**Written problem**
Could you change every "marker" in the records below to "point" and leave everything else untouched?

====== Information given

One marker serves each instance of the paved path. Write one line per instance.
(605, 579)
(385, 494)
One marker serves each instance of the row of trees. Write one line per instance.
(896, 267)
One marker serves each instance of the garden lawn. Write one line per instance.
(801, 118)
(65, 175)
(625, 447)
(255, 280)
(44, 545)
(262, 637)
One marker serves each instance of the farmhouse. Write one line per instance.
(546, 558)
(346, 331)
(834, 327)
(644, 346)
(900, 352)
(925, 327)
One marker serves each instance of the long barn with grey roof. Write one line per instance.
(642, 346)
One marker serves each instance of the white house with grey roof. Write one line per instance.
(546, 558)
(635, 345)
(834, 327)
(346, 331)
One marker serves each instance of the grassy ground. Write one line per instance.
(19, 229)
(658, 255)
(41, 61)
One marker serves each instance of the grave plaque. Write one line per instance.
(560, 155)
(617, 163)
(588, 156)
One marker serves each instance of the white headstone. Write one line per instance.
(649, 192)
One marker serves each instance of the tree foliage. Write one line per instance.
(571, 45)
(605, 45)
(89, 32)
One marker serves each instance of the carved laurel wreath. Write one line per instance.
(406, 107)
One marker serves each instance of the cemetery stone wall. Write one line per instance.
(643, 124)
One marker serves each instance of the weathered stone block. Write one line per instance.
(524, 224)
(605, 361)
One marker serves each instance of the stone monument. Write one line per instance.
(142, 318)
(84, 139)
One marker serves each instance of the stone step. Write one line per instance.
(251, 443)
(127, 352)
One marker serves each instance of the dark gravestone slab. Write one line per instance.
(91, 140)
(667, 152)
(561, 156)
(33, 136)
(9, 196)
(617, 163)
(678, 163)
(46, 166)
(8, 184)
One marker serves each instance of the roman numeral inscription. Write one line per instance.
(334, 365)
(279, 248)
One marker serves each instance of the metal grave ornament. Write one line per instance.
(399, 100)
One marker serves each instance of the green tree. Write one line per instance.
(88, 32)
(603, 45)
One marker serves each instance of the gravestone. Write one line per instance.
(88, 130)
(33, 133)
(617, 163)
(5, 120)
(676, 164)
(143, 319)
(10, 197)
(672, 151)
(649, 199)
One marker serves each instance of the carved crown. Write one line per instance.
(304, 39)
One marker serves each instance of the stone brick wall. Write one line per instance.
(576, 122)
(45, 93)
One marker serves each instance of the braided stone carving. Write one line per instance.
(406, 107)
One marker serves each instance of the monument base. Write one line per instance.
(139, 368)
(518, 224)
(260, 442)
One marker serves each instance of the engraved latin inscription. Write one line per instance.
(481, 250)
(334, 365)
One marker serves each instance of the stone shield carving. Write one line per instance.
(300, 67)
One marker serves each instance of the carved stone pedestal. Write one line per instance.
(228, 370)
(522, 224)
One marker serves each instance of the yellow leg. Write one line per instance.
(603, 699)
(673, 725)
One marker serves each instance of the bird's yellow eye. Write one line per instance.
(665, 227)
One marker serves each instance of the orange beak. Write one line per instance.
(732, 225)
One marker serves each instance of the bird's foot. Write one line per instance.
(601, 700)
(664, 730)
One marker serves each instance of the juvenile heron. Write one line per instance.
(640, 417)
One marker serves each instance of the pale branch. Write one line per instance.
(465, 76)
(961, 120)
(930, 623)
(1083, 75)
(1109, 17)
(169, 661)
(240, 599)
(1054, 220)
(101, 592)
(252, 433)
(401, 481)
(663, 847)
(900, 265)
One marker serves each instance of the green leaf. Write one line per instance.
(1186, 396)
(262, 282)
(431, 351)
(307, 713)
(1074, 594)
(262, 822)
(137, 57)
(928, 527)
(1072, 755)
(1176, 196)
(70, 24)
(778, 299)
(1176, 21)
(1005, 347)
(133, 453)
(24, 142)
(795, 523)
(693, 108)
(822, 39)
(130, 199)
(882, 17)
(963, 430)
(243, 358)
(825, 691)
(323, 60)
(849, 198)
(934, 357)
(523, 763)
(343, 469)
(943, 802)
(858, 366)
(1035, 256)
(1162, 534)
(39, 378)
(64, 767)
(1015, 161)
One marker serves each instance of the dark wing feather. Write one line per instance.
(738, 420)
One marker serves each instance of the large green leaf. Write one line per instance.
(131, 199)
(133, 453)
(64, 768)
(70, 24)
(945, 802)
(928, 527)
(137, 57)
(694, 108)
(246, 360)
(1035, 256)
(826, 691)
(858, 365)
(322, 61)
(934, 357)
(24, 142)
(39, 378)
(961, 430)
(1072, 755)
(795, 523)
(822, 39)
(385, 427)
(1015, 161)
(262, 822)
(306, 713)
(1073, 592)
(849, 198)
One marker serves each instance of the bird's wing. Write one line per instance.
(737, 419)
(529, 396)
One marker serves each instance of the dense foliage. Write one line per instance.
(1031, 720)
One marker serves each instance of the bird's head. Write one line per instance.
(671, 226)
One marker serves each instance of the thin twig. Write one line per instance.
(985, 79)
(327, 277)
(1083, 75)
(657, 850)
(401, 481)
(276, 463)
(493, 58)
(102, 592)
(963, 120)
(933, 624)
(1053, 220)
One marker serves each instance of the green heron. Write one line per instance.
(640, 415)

============

**Exercise response**
One point serves each instance of the paved path. Write one line per instance.
(605, 579)
(385, 494)
One point serves each instance of the row of trees. Write one line per instance.
(896, 267)
One point serves each instance of the garden lawn. Write one line per instance.
(801, 118)
(65, 175)
(625, 447)
(255, 280)
(44, 545)
(262, 637)
One point serves each instance of the farmhouse. Write one line per instance.
(546, 558)
(346, 331)
(834, 327)
(644, 346)
(900, 352)
(925, 327)
One point serves each instance of the long barn with grey roof. Write one line per instance.
(642, 346)
One point serves each instance of the white house with grey roof. Write one line per instance.
(546, 558)
(635, 345)
(834, 327)
(346, 331)
One point serves each instance of the grassy ground. Write one line per instance.
(19, 229)
(658, 255)
(41, 61)
One point serves each instance of the grave plaque. Write one line per instance.
(560, 155)
(617, 163)
(588, 156)
One point serves each instance of the white headstone. Write one line per instance.
(649, 192)
One point serves each instance of the tree foliage. Write one line per instance.
(571, 45)
(605, 45)
(89, 32)
One point serves each instance of the carved laurel wreath. Write one line per instance.
(406, 107)
One point serves each instance of the cemetery stone wall. Write one line per instance.
(643, 124)
One point serves each instance of the weathered stone block. Write one line per instance.
(524, 224)
(605, 361)
One point serves each instance of the stone monument. Write one line per instance.
(142, 318)
(84, 139)
One point serves each instance of the stone step. Write one line per instance.
(251, 443)
(127, 352)
One point serves each instance of the dark gravestone slab. Write one line per instance.
(91, 140)
(667, 152)
(561, 156)
(33, 136)
(9, 196)
(617, 163)
(678, 163)
(46, 166)
(8, 184)
One point serves each instance of the roman numeral inscription. Write one line per instance.
(334, 365)
(279, 248)
One point serves each instance of the metal grave ornament. Write one line per instance.
(399, 100)
One point serves each instance of the green tree. Write one line per instance.
(88, 32)
(603, 45)
One point serves each instance of the gravestone. Write one line per instance.
(88, 130)
(33, 133)
(617, 163)
(5, 120)
(676, 164)
(143, 319)
(10, 197)
(672, 151)
(649, 199)
One point serves each instance of the carved crown. Write one line per instance.
(304, 39)
One point serves each instance of the stone brick wall. Write one line per instance.
(576, 122)
(45, 93)
One point serves each instance of the braided stone carving. Write one line per instance.
(406, 107)
One point serves each instance of the monument base. Write one line per instance.
(139, 368)
(518, 224)
(260, 442)
One point serves each instance of the engraved latin inscription. Write one line per instance.
(481, 250)
(334, 365)
One point serves each instance of the stone shield carving. Write one line per instance.
(300, 67)
One point serves each instance of the carved stone pedestal. Write one line per instance.
(228, 370)
(522, 224)
One point serves each instance of the yellow leg. Write one line per instance.
(603, 699)
(673, 725)
One point serves each instance of the bird's yellow eye. Write one line per instance.
(665, 227)
One point serves each instance of the orange beak. Write one line per instance.
(732, 225)
One point serves each instance of the bird's foot. Write one line per instance.
(601, 700)
(664, 730)
One point serves each instance of the juvenile heron. Write one line per instance.
(640, 417)
One point serves each instance of the pale branch. Write one line per instance.
(465, 76)
(961, 120)
(930, 623)
(1083, 75)
(1109, 17)
(169, 661)
(240, 599)
(1054, 220)
(101, 592)
(252, 433)
(401, 481)
(663, 847)
(900, 265)
One point serves each instance of the green leaf. Write one line per instance.
(1186, 396)
(262, 282)
(431, 351)
(307, 713)
(1074, 594)
(262, 822)
(137, 57)
(928, 527)
(1072, 755)
(1176, 196)
(70, 24)
(778, 299)
(1176, 21)
(1005, 347)
(133, 453)
(24, 142)
(795, 523)
(693, 108)
(822, 39)
(130, 199)
(882, 17)
(963, 430)
(243, 358)
(825, 691)
(323, 60)
(849, 198)
(934, 357)
(523, 763)
(343, 469)
(943, 802)
(858, 366)
(1035, 256)
(1162, 534)
(39, 378)
(64, 767)
(1015, 161)
One point serves each instance of the dark wing feather. Write one line per instance.
(738, 420)
One point serves each instance of the large green leaf. Write one line per instance.
(131, 199)
(133, 453)
(64, 768)
(70, 24)
(945, 802)
(928, 527)
(137, 57)
(694, 108)
(246, 360)
(1035, 256)
(826, 691)
(858, 365)
(322, 61)
(934, 357)
(24, 142)
(39, 378)
(961, 430)
(1072, 755)
(795, 523)
(822, 39)
(385, 427)
(1015, 161)
(262, 822)
(306, 713)
(1073, 592)
(849, 198)
One point serves each instance of the bird's wing. Write one line per instance.
(737, 419)
(529, 396)
One point serves each instance of the dense foliage. Write one line per instance.
(1031, 720)
One point serves each instance of the bird's head. Write one line per instance.
(671, 226)
One point serves each instance of the thin twig. Write one line per instance.
(985, 79)
(327, 277)
(1083, 75)
(657, 850)
(401, 481)
(276, 463)
(493, 58)
(102, 592)
(963, 120)
(933, 624)
(1053, 220)
One point serves each instance of the green heron. Write one line per instance.
(640, 415)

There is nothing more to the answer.